— BEGIN Extracted entries —

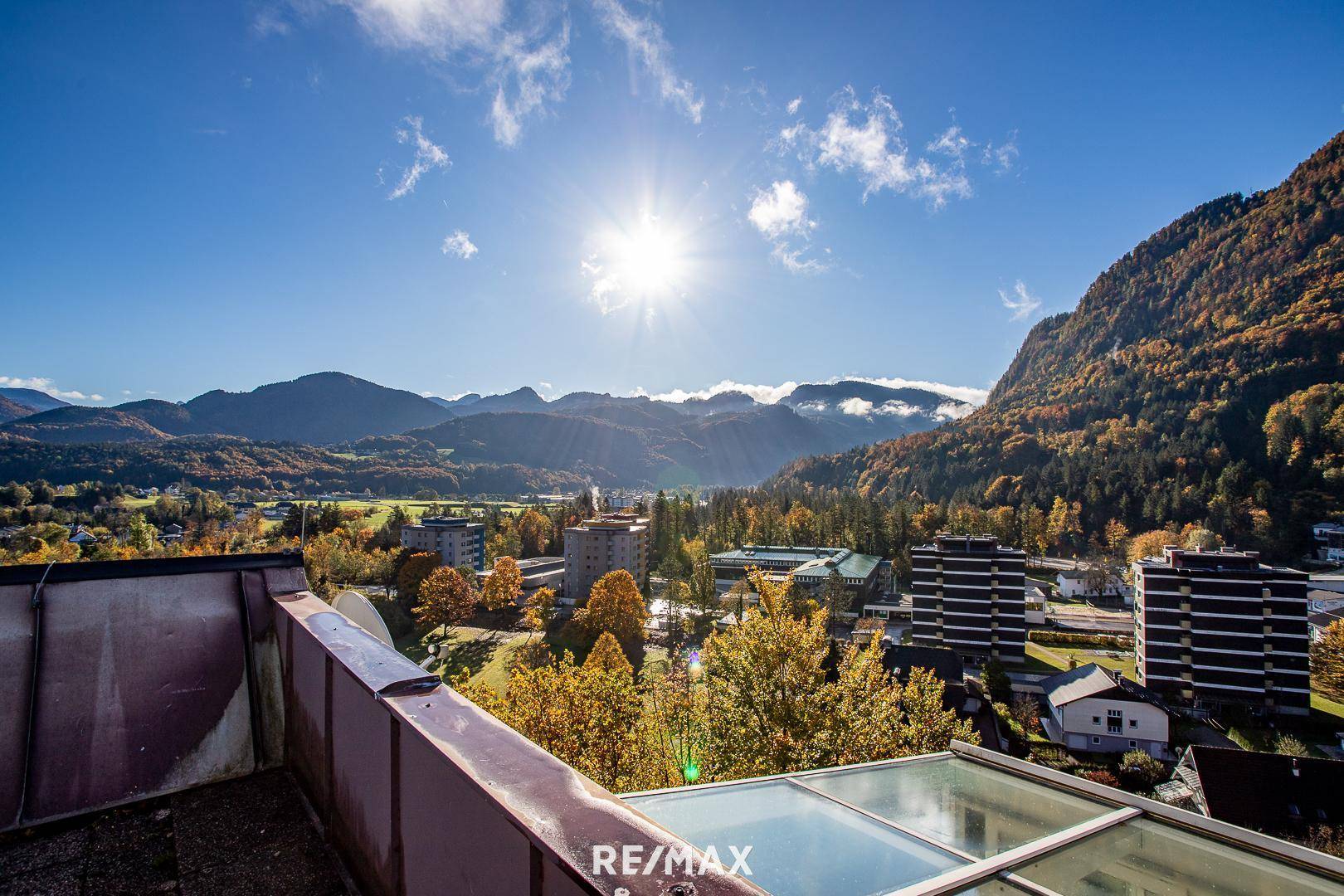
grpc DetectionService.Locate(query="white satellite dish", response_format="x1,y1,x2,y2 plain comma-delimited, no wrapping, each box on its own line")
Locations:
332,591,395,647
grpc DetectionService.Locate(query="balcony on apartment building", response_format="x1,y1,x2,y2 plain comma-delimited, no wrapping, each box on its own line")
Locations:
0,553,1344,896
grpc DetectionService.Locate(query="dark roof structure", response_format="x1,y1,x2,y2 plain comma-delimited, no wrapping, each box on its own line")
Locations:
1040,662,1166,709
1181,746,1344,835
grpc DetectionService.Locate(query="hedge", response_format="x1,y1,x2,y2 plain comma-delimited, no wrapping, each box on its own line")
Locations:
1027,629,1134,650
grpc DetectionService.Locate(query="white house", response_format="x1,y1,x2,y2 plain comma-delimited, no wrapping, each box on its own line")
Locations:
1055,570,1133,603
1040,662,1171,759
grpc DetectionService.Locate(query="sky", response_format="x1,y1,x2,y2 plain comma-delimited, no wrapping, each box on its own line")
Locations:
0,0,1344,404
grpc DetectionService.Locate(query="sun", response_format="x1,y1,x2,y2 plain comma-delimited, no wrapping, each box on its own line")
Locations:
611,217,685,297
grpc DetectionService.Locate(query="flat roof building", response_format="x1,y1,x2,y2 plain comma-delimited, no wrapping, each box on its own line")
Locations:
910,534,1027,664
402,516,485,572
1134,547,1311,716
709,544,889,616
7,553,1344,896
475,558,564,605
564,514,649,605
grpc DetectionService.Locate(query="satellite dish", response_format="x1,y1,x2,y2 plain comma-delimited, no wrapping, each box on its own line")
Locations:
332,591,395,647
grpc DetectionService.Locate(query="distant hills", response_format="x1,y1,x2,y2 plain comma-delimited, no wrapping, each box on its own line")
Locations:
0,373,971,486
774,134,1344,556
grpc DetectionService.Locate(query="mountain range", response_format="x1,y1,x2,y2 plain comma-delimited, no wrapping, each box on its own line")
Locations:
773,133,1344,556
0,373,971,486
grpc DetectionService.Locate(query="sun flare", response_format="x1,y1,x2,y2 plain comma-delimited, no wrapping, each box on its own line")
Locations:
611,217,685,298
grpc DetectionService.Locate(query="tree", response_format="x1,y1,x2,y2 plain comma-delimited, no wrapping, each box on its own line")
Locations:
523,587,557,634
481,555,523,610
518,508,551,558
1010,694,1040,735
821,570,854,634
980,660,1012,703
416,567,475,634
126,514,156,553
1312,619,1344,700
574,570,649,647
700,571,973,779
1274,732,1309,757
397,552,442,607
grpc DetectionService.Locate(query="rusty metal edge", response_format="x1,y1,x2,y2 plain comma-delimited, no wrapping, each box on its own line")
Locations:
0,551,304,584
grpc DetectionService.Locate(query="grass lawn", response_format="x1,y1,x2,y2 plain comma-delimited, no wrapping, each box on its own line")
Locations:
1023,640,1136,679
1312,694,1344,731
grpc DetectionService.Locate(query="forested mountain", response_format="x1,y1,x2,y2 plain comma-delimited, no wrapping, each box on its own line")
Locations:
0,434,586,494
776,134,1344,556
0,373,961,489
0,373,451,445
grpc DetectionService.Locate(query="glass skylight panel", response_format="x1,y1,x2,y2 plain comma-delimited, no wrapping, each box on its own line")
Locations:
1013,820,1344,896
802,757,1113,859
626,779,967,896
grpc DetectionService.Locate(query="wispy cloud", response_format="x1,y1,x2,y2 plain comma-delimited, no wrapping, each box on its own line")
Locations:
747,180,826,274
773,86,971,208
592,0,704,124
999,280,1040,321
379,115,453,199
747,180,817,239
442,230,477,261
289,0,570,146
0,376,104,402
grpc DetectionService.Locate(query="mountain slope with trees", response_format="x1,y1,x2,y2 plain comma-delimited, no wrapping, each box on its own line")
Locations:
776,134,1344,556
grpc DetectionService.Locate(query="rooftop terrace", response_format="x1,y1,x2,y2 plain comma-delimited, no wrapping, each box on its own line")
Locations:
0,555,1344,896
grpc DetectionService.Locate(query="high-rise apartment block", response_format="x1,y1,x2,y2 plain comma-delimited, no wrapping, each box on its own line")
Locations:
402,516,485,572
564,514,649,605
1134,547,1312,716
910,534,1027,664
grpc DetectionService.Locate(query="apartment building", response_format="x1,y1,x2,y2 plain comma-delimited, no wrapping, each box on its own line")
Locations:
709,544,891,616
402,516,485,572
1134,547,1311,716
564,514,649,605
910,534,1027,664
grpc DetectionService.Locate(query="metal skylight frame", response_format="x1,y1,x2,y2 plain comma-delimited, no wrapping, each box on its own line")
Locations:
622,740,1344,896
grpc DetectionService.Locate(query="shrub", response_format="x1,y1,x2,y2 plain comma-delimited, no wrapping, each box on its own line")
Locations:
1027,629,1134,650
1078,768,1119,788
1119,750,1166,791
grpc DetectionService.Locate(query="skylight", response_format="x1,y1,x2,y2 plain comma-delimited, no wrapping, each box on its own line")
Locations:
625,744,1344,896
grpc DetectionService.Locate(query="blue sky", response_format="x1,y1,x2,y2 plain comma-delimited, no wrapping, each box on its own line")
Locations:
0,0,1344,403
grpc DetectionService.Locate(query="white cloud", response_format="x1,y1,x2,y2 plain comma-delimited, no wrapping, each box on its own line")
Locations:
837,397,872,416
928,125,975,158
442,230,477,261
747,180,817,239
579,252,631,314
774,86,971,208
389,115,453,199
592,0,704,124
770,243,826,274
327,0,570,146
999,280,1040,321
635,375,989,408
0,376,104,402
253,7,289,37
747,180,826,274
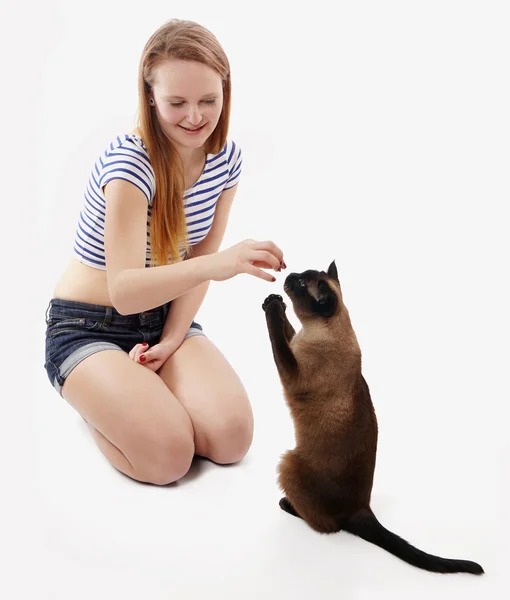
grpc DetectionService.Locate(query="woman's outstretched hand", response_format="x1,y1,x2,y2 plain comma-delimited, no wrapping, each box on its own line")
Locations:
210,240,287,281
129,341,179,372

— END Extracted entries —
— BEGIN Extracted entries —

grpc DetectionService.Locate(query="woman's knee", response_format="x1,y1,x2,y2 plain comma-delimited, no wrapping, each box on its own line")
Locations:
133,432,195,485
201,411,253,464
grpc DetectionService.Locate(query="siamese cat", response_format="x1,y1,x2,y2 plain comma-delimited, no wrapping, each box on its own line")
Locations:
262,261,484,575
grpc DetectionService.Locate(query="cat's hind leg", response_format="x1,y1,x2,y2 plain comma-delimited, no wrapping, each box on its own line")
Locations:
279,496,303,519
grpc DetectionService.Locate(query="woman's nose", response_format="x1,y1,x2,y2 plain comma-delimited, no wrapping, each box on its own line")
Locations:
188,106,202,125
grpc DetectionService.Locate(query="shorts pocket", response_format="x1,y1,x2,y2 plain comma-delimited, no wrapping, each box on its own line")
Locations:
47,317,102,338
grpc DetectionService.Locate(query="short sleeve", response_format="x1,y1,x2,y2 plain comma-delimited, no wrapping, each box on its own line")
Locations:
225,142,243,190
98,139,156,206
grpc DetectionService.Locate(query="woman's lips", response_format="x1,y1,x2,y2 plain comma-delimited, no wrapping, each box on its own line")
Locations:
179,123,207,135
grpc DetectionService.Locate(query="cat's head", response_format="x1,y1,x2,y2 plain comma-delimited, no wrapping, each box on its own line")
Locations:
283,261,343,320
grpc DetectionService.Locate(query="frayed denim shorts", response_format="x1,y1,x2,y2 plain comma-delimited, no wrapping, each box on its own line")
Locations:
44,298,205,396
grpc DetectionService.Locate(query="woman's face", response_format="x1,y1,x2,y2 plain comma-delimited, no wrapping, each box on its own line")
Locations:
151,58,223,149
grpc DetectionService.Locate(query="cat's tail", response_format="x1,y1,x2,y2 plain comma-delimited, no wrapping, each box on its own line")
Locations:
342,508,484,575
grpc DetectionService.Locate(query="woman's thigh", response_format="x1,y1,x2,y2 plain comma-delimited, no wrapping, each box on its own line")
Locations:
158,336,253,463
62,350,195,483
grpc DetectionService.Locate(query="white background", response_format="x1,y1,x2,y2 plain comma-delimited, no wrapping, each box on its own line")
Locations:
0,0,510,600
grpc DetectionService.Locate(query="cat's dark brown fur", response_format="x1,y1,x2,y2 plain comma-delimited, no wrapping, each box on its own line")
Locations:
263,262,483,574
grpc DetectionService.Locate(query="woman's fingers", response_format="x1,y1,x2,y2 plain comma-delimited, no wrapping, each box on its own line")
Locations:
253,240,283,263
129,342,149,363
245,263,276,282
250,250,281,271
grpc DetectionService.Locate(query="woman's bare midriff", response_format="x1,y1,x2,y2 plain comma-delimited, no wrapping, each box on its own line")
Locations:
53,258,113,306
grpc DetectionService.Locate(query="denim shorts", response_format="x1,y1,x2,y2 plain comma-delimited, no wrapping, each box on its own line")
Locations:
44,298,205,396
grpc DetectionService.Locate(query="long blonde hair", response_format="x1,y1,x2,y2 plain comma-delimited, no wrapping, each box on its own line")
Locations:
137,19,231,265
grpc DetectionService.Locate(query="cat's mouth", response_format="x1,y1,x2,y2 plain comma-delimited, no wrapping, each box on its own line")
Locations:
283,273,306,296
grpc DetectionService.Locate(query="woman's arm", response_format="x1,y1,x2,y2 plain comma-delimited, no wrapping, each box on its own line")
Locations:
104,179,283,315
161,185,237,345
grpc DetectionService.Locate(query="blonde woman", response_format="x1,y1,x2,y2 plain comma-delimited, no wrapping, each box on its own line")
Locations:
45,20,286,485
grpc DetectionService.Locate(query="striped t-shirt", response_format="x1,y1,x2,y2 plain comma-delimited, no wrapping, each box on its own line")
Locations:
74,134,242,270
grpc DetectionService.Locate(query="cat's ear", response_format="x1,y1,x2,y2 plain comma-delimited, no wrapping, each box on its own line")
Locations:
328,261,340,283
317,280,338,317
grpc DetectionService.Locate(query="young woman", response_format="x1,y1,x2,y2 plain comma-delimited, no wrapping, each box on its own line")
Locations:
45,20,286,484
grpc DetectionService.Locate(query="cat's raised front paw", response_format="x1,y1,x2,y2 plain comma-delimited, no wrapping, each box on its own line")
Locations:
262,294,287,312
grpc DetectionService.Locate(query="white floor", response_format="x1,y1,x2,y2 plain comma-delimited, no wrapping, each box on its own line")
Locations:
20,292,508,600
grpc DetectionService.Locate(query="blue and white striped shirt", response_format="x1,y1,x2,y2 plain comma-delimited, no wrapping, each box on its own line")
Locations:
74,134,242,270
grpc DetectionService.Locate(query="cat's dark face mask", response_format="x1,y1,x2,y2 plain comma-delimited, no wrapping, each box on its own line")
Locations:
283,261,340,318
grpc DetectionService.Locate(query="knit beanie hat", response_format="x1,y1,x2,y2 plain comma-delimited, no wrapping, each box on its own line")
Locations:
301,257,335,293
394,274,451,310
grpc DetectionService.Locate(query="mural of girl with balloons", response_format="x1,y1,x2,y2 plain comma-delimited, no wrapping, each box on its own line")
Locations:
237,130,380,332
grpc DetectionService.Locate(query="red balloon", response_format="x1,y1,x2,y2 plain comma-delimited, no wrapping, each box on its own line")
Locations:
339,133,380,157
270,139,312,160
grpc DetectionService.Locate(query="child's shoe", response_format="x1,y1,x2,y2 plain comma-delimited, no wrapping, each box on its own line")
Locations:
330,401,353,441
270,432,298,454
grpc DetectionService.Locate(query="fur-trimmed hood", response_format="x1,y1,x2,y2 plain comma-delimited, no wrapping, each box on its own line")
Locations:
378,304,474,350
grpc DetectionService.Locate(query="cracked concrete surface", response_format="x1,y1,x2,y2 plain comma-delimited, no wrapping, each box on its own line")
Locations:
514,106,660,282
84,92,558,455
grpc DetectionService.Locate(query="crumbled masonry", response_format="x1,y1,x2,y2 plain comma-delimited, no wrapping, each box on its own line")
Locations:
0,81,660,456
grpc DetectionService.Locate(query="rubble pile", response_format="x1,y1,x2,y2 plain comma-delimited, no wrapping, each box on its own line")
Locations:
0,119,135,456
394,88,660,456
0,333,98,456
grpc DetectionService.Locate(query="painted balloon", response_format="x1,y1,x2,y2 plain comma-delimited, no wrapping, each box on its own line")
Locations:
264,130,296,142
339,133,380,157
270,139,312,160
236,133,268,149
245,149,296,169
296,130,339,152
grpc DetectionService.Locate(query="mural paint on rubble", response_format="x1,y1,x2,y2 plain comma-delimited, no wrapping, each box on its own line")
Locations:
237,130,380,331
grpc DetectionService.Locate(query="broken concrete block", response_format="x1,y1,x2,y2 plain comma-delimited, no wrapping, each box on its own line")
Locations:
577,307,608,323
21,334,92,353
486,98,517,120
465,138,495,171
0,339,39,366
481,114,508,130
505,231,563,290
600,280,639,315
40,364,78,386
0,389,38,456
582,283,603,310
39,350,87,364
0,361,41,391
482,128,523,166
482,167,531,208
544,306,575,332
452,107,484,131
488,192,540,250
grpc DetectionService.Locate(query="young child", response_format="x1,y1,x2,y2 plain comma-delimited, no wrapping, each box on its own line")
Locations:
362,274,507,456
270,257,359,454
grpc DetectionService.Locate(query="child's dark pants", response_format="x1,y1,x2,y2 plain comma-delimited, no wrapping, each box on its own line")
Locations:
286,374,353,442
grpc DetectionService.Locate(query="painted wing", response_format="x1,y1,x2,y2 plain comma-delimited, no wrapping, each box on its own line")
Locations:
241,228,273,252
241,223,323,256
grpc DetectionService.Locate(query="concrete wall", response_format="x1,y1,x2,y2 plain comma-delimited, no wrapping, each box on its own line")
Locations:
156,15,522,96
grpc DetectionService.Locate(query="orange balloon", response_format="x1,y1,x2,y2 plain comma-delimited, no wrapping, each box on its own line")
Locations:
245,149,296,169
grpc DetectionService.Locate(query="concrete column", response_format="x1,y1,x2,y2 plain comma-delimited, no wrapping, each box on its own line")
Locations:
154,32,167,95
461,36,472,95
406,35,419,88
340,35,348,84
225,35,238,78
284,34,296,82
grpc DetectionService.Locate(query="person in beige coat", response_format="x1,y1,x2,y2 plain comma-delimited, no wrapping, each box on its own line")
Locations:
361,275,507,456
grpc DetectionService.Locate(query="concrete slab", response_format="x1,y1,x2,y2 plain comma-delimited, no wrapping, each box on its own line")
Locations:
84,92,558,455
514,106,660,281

— END Extracted entries —
— BEGIN Extracted entries —

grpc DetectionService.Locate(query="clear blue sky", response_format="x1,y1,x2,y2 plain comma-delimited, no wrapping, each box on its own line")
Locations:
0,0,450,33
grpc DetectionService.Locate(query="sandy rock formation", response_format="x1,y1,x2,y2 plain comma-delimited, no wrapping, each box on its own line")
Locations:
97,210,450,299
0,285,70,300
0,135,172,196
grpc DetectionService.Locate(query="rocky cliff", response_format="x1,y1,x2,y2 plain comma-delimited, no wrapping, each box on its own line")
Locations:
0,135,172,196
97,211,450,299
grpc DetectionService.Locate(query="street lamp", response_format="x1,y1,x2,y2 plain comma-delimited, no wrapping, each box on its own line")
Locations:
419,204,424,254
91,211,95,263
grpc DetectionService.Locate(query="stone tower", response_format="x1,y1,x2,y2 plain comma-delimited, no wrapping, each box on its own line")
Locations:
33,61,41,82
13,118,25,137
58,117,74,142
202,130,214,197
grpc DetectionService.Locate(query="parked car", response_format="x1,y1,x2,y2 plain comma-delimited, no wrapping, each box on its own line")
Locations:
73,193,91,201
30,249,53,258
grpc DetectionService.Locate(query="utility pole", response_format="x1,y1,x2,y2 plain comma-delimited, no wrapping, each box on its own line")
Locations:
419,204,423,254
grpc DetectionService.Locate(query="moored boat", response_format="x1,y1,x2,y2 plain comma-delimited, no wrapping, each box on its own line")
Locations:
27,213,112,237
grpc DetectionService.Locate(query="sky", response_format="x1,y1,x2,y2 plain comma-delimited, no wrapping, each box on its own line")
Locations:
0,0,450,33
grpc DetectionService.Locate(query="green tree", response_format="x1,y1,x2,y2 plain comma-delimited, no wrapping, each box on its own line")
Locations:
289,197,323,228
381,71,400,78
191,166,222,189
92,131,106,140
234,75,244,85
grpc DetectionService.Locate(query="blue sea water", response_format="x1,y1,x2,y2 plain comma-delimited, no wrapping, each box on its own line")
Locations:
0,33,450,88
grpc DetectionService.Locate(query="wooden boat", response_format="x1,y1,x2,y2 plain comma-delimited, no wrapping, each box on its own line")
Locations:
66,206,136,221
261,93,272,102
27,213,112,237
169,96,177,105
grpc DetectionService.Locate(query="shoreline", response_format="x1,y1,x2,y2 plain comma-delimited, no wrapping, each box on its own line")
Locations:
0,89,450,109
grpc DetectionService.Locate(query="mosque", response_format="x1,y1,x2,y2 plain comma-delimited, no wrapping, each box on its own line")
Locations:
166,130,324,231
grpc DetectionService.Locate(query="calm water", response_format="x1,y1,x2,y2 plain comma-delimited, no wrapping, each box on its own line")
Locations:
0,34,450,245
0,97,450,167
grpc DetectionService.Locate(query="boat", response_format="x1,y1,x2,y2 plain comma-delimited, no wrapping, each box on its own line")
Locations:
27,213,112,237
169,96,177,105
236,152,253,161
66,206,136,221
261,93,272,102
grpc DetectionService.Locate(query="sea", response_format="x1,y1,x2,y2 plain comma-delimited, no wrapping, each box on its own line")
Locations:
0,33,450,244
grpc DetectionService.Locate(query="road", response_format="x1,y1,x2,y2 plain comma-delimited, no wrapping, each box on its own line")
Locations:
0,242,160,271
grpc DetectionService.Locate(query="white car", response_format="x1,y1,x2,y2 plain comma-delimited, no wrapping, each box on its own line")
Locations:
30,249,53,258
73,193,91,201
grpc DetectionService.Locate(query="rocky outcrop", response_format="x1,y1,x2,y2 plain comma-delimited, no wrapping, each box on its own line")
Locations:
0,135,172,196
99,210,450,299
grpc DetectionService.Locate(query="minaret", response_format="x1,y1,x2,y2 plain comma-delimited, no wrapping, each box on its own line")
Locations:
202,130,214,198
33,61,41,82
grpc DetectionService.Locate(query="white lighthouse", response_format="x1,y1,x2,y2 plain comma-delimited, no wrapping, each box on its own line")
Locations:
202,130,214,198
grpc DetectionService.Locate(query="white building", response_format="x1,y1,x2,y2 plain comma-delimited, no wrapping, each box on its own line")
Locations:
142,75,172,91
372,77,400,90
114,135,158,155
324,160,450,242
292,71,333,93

— END Extracted entries —

Goal: Pick out every line of the material above that contains the string "painted", and copy each one in full.

Final answer:
grpc DetectionService.Locate(query="painted balloon", response_format="x1,y1,x2,y2 plain comma-delimited, no wrapping, each box on its own line")
grpc DetectionService.Locate(query="painted wing", response_format="x1,y1,x2,y2 plain comma-delimited, no wrapping, each box on its own line")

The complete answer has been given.